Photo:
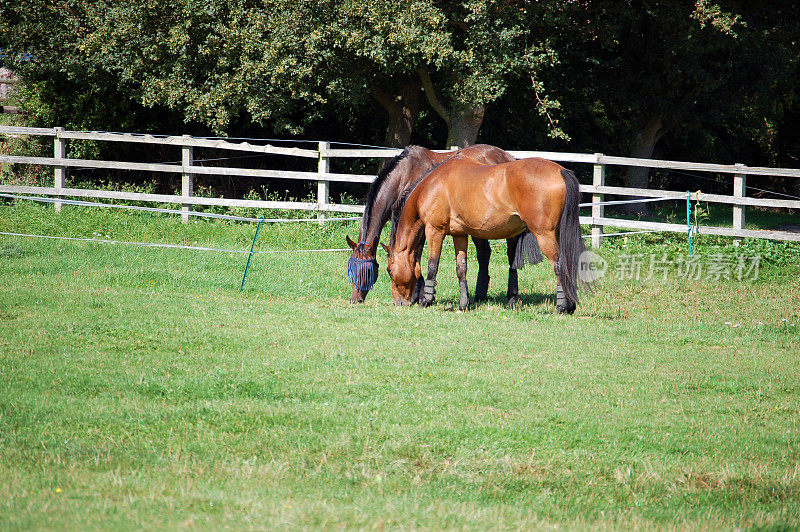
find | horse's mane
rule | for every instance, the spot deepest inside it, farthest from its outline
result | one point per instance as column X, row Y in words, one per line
column 401, row 201
column 376, row 185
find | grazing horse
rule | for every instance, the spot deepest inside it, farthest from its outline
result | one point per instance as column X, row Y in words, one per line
column 462, row 198
column 396, row 178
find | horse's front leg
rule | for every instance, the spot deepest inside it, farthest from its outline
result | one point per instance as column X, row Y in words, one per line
column 435, row 241
column 460, row 243
column 513, row 264
column 484, row 253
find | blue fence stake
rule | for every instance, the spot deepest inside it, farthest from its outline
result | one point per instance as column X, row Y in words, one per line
column 250, row 256
column 689, row 220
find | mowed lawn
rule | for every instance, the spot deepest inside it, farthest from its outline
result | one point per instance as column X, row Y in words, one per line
column 139, row 388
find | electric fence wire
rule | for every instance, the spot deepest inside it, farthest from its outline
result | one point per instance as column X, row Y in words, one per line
column 170, row 211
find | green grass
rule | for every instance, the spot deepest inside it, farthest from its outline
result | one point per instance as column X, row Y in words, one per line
column 140, row 389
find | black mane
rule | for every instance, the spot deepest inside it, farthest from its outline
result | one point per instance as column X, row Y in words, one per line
column 401, row 201
column 376, row 185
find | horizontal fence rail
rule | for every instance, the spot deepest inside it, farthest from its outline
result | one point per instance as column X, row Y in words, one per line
column 323, row 177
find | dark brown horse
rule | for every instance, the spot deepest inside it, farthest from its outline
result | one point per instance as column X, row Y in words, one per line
column 396, row 178
column 462, row 198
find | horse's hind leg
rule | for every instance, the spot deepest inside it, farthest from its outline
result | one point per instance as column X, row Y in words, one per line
column 549, row 246
column 513, row 280
column 484, row 253
column 460, row 243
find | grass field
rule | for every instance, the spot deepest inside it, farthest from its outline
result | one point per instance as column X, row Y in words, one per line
column 139, row 388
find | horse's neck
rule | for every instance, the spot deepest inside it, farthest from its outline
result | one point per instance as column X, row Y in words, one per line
column 409, row 228
column 404, row 175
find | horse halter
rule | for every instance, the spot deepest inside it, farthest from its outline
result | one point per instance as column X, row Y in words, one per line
column 362, row 272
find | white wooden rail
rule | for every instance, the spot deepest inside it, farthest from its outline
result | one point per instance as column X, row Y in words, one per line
column 323, row 177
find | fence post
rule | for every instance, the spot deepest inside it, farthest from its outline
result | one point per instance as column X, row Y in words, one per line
column 187, row 180
column 739, row 191
column 59, row 172
column 598, row 211
column 323, row 186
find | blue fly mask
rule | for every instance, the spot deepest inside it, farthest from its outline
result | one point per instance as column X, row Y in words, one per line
column 362, row 272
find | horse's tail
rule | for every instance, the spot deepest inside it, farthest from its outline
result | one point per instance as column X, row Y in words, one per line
column 570, row 240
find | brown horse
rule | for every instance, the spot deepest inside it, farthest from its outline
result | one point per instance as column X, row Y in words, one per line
column 462, row 198
column 396, row 178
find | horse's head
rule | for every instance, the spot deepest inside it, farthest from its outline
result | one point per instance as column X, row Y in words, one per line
column 362, row 268
column 404, row 271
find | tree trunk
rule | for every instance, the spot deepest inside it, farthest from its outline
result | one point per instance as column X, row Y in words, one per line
column 463, row 126
column 402, row 104
column 643, row 146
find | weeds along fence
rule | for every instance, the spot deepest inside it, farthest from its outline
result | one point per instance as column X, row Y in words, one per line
column 324, row 153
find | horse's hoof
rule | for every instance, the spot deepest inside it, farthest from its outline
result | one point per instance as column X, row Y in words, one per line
column 565, row 309
column 426, row 302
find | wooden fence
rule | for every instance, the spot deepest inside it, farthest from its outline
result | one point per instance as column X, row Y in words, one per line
column 323, row 177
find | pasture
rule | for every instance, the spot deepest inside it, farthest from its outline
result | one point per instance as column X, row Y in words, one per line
column 139, row 388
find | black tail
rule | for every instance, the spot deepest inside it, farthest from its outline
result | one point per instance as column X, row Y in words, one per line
column 570, row 241
column 527, row 251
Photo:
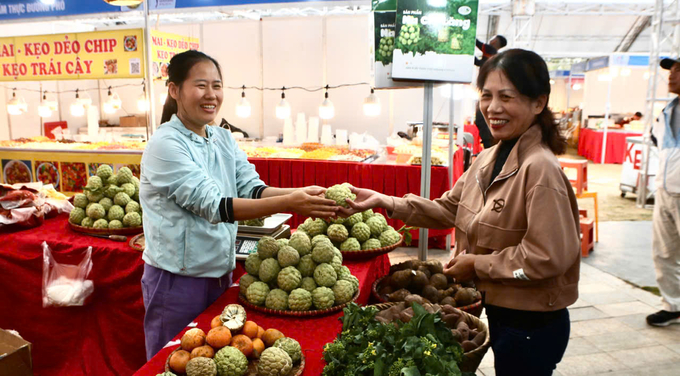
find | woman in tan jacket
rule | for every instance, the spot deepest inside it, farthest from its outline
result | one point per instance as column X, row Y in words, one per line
column 516, row 219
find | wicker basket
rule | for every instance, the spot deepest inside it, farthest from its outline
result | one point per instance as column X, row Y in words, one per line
column 95, row 231
column 364, row 254
column 318, row 312
column 474, row 309
column 471, row 359
column 252, row 366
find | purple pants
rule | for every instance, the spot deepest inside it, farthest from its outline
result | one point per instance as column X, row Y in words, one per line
column 172, row 301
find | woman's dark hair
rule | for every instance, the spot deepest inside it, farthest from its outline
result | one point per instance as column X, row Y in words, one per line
column 529, row 73
column 178, row 70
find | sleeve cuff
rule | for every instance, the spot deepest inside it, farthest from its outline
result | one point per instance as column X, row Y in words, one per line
column 227, row 210
column 257, row 191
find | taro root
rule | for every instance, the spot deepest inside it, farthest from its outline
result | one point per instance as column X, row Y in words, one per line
column 431, row 293
column 435, row 266
column 410, row 299
column 398, row 296
column 439, row 281
column 425, row 271
column 419, row 281
column 401, row 279
column 468, row 346
column 465, row 296
column 448, row 301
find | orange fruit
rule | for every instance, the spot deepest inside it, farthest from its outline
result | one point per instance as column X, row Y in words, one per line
column 178, row 361
column 216, row 322
column 219, row 337
column 270, row 336
column 250, row 329
column 243, row 343
column 260, row 332
column 258, row 347
column 192, row 339
column 203, row 351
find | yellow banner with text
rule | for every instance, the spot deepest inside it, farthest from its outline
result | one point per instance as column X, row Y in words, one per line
column 93, row 55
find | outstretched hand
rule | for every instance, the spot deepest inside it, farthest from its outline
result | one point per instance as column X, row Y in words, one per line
column 366, row 199
column 310, row 202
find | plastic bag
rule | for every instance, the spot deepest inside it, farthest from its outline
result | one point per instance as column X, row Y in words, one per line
column 65, row 285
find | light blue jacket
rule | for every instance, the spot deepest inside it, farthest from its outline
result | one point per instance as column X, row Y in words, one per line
column 668, row 175
column 184, row 178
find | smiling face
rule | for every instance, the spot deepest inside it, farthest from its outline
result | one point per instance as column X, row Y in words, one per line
column 200, row 96
column 507, row 112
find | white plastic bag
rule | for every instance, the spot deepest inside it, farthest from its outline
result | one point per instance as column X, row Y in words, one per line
column 65, row 285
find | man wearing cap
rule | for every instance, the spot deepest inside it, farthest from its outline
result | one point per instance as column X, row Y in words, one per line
column 666, row 222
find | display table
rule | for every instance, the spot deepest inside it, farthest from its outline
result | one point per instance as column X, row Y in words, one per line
column 590, row 144
column 104, row 337
column 312, row 333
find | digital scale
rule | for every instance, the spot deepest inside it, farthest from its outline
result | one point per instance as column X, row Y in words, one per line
column 248, row 236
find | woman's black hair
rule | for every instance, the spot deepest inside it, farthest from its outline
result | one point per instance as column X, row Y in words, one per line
column 529, row 73
column 178, row 70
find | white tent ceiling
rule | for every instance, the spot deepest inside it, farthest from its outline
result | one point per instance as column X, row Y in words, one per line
column 559, row 28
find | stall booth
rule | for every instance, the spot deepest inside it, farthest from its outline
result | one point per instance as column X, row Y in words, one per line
column 106, row 335
column 615, row 88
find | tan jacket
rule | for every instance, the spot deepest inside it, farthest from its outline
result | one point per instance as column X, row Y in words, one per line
column 524, row 227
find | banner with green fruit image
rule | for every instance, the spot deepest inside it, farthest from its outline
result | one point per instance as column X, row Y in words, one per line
column 435, row 40
column 384, row 28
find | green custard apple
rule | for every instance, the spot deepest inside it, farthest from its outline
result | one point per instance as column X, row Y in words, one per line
column 96, row 211
column 267, row 247
column 325, row 275
column 269, row 270
column 289, row 279
column 76, row 216
column 132, row 220
column 288, row 256
column 300, row 300
column 291, row 346
column 338, row 233
column 253, row 262
column 277, row 300
column 230, row 361
column 306, row 266
column 80, row 200
column 274, row 362
column 361, row 232
column 343, row 291
column 322, row 253
column 351, row 244
column 245, row 282
column 323, row 298
column 308, row 283
column 257, row 292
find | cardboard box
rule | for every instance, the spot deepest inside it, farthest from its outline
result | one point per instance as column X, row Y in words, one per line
column 133, row 121
column 15, row 355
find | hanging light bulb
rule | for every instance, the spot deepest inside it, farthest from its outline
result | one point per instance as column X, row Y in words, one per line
column 142, row 102
column 44, row 110
column 15, row 105
column 243, row 107
column 372, row 104
column 326, row 110
column 283, row 108
column 77, row 107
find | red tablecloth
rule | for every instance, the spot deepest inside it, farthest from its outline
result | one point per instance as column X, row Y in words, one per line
column 393, row 180
column 590, row 145
column 104, row 337
column 312, row 333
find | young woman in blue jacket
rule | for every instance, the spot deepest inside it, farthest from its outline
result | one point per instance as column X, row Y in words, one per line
column 195, row 184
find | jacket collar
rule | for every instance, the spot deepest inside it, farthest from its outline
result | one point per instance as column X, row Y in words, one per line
column 526, row 141
column 179, row 126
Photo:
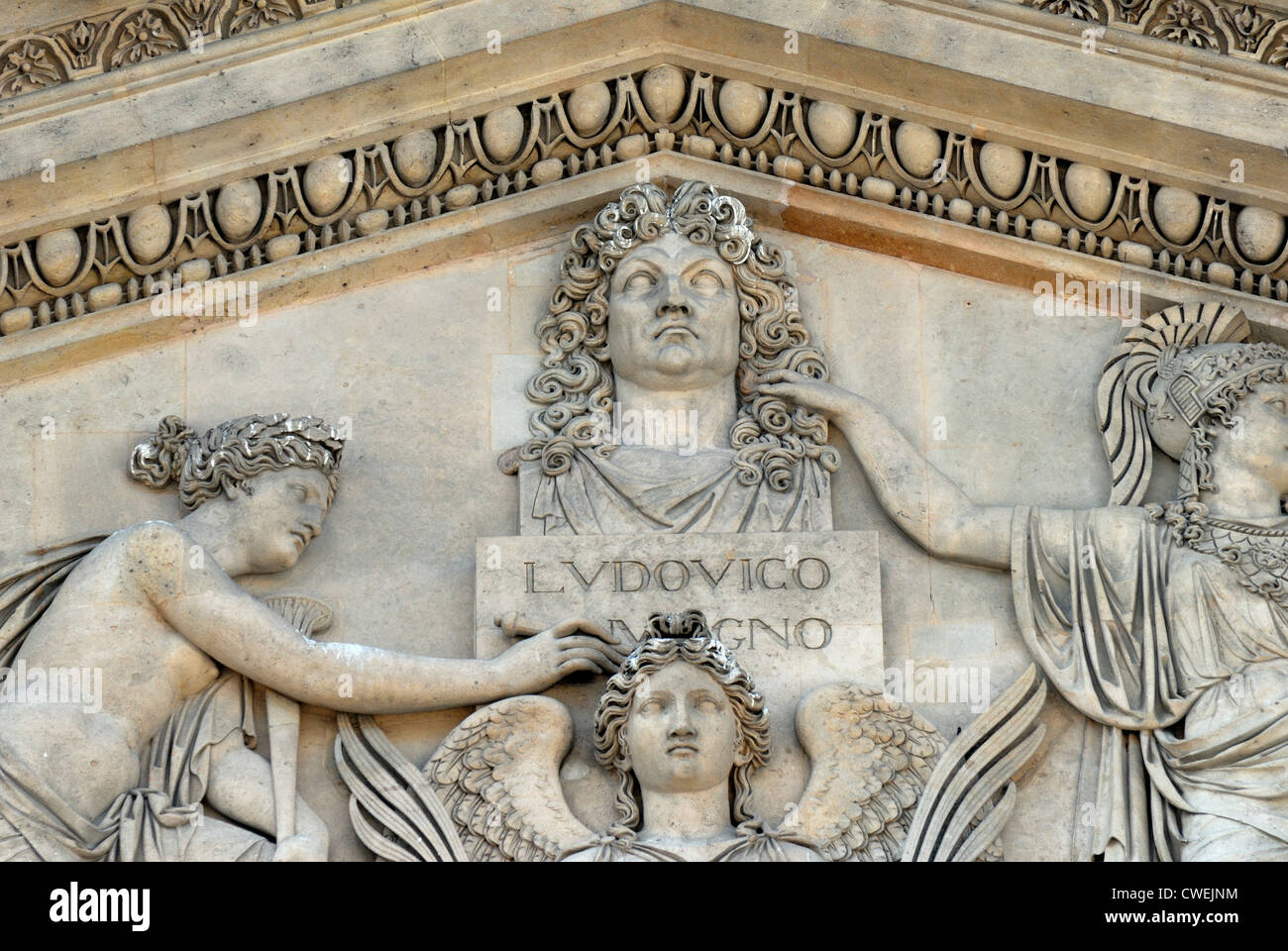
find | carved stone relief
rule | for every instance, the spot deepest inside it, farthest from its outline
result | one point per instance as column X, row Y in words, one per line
column 683, row 728
column 130, row 35
column 975, row 183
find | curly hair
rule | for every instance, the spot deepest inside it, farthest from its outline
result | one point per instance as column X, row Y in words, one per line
column 1185, row 513
column 231, row 454
column 614, row 709
column 575, row 386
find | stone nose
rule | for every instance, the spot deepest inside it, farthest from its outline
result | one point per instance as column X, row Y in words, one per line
column 673, row 299
column 681, row 722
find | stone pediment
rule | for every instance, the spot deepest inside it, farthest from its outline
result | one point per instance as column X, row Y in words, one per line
column 398, row 184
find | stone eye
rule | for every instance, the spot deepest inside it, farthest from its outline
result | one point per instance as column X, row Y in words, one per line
column 707, row 281
column 639, row 281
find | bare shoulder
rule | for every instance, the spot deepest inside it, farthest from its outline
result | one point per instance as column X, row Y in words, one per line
column 153, row 556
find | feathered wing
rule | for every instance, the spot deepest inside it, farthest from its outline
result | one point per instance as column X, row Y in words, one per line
column 497, row 775
column 970, row 793
column 29, row 589
column 871, row 759
column 393, row 809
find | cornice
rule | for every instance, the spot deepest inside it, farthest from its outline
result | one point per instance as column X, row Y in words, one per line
column 857, row 158
column 117, row 37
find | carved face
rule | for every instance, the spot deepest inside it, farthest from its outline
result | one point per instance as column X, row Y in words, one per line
column 682, row 735
column 1261, row 448
column 281, row 514
column 673, row 316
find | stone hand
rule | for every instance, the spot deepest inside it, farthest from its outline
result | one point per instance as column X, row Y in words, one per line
column 819, row 396
column 544, row 659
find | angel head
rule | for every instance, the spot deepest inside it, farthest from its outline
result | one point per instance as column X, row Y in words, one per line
column 681, row 716
column 674, row 294
column 265, row 483
column 1190, row 381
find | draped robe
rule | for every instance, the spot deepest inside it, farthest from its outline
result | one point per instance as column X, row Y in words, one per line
column 158, row 818
column 639, row 488
column 1185, row 668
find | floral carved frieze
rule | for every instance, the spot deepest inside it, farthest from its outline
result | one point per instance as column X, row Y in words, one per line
column 130, row 35
column 910, row 166
column 1234, row 29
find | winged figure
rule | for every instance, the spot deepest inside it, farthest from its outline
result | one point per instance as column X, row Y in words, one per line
column 682, row 729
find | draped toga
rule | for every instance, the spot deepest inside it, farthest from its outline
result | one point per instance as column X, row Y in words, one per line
column 155, row 821
column 640, row 488
column 1184, row 665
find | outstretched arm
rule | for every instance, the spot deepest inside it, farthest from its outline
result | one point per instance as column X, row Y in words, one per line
column 210, row 609
column 928, row 506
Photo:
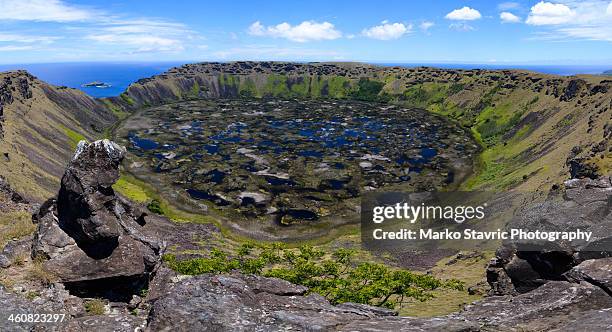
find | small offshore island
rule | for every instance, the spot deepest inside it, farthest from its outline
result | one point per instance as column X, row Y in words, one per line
column 96, row 84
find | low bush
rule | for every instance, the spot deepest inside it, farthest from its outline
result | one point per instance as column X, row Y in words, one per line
column 333, row 275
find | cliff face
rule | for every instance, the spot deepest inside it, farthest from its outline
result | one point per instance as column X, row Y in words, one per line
column 536, row 128
column 40, row 125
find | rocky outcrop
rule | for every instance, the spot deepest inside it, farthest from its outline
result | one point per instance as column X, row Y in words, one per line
column 89, row 237
column 555, row 305
column 39, row 126
column 584, row 204
column 239, row 302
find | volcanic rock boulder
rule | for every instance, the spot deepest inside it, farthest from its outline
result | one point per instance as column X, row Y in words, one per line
column 240, row 302
column 585, row 204
column 89, row 237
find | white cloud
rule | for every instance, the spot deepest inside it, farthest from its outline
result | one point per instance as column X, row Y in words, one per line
column 508, row 17
column 140, row 36
column 19, row 38
column 426, row 25
column 464, row 14
column 12, row 48
column 303, row 32
column 42, row 10
column 461, row 26
column 571, row 19
column 140, row 43
column 508, row 5
column 387, row 31
column 548, row 13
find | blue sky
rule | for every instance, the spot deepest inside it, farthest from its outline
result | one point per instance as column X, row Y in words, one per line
column 537, row 32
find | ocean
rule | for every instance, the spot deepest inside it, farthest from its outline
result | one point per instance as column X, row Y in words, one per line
column 121, row 75
column 74, row 75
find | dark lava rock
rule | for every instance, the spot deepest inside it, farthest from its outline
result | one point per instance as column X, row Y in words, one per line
column 13, row 304
column 585, row 204
column 90, row 237
column 551, row 306
column 595, row 271
column 251, row 303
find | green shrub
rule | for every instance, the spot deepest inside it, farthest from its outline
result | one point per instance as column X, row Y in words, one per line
column 368, row 90
column 155, row 207
column 335, row 276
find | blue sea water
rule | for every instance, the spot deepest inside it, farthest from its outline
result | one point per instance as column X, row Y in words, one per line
column 121, row 75
column 74, row 75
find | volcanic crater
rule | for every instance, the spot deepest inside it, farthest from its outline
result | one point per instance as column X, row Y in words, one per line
column 265, row 163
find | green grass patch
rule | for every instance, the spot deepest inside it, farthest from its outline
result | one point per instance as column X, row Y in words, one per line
column 119, row 113
column 73, row 137
column 334, row 275
column 130, row 190
column 125, row 97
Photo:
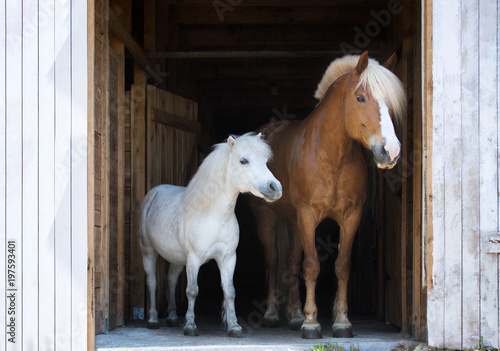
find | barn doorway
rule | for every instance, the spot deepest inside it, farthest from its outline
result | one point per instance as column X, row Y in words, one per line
column 246, row 63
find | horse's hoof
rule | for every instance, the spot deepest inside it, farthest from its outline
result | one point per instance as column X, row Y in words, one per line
column 312, row 332
column 173, row 322
column 190, row 332
column 235, row 333
column 296, row 320
column 153, row 325
column 271, row 322
column 342, row 332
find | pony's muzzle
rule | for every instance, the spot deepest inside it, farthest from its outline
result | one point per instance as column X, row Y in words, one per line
column 272, row 191
column 386, row 158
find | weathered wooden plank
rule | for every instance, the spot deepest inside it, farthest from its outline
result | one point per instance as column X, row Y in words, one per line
column 138, row 122
column 29, row 248
column 176, row 121
column 80, row 146
column 489, row 220
column 14, row 165
column 3, row 165
column 62, row 152
column 46, row 84
column 91, row 153
column 134, row 48
column 451, row 99
column 470, row 176
column 435, row 236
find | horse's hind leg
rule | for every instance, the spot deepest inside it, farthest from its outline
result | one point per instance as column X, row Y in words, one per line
column 294, row 306
column 192, row 269
column 341, row 327
column 149, row 257
column 172, row 278
column 266, row 230
column 226, row 268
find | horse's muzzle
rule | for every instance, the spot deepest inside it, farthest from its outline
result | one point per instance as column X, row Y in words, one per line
column 272, row 191
column 383, row 158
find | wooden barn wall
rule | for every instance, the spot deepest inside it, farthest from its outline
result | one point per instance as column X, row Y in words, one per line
column 463, row 198
column 43, row 182
column 108, row 98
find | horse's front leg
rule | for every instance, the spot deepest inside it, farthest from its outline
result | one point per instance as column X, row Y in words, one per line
column 192, row 268
column 173, row 277
column 226, row 268
column 341, row 327
column 307, row 223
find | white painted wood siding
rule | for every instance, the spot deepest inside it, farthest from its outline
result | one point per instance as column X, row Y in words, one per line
column 463, row 297
column 43, row 177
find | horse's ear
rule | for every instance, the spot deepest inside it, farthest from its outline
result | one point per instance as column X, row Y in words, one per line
column 391, row 62
column 362, row 63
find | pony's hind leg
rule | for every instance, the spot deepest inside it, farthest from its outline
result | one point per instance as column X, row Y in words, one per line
column 266, row 230
column 149, row 257
column 172, row 278
column 226, row 268
column 192, row 269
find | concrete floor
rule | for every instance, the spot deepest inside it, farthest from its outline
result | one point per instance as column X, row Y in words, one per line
column 369, row 334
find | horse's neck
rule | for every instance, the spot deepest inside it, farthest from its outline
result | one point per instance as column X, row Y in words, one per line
column 326, row 126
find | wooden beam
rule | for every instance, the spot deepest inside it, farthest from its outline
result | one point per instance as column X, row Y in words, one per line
column 123, row 35
column 266, row 3
column 175, row 121
column 248, row 54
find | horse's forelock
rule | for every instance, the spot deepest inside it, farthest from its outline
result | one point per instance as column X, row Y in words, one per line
column 378, row 81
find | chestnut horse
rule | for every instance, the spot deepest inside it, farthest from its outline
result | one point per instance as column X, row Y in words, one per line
column 323, row 172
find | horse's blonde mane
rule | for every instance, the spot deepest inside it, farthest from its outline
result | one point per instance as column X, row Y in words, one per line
column 377, row 80
column 206, row 184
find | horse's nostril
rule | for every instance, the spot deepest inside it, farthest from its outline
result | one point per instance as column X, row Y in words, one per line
column 272, row 187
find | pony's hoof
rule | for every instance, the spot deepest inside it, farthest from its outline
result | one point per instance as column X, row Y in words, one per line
column 173, row 322
column 342, row 332
column 271, row 322
column 311, row 332
column 235, row 333
column 153, row 325
column 190, row 332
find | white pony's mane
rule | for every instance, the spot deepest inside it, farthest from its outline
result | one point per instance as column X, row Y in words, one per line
column 211, row 175
column 377, row 80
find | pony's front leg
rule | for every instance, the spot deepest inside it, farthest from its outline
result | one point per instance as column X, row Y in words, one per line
column 307, row 223
column 226, row 268
column 341, row 327
column 149, row 257
column 172, row 277
column 192, row 268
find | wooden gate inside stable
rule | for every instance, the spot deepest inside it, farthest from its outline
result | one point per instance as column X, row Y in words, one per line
column 164, row 140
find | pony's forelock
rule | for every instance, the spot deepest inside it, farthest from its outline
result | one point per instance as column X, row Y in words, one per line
column 378, row 81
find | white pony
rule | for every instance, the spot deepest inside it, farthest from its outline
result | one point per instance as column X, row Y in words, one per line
column 189, row 226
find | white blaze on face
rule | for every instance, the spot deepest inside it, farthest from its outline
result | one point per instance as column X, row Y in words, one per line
column 392, row 145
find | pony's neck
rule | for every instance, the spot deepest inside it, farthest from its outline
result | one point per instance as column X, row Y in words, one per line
column 328, row 124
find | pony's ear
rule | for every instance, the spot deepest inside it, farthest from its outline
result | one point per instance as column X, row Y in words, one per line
column 391, row 62
column 362, row 63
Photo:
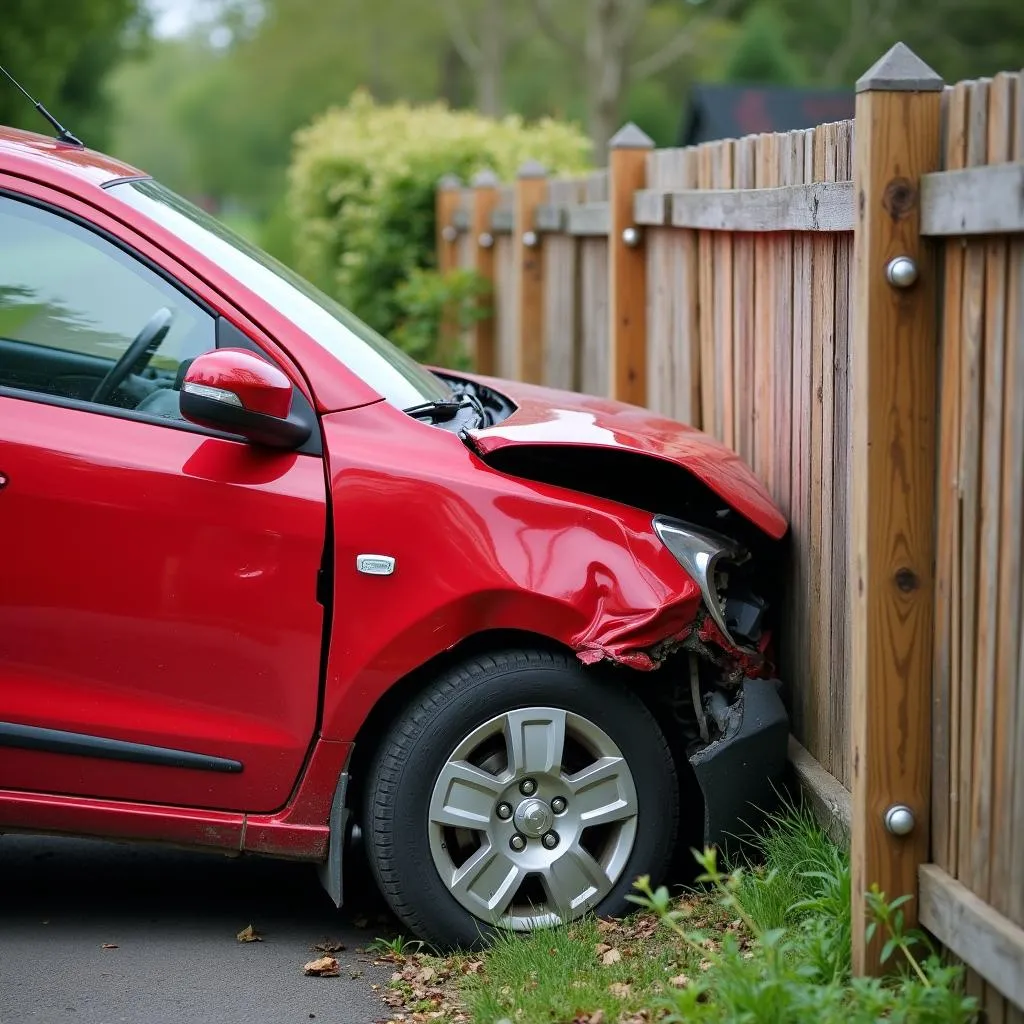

Yönerge ::
Yukarıdaki kayıtlarda "light" sözcüğünü içeren bütün satırları göster.

Son yanıt ::
find | light blue jacket
find | hanging light bulb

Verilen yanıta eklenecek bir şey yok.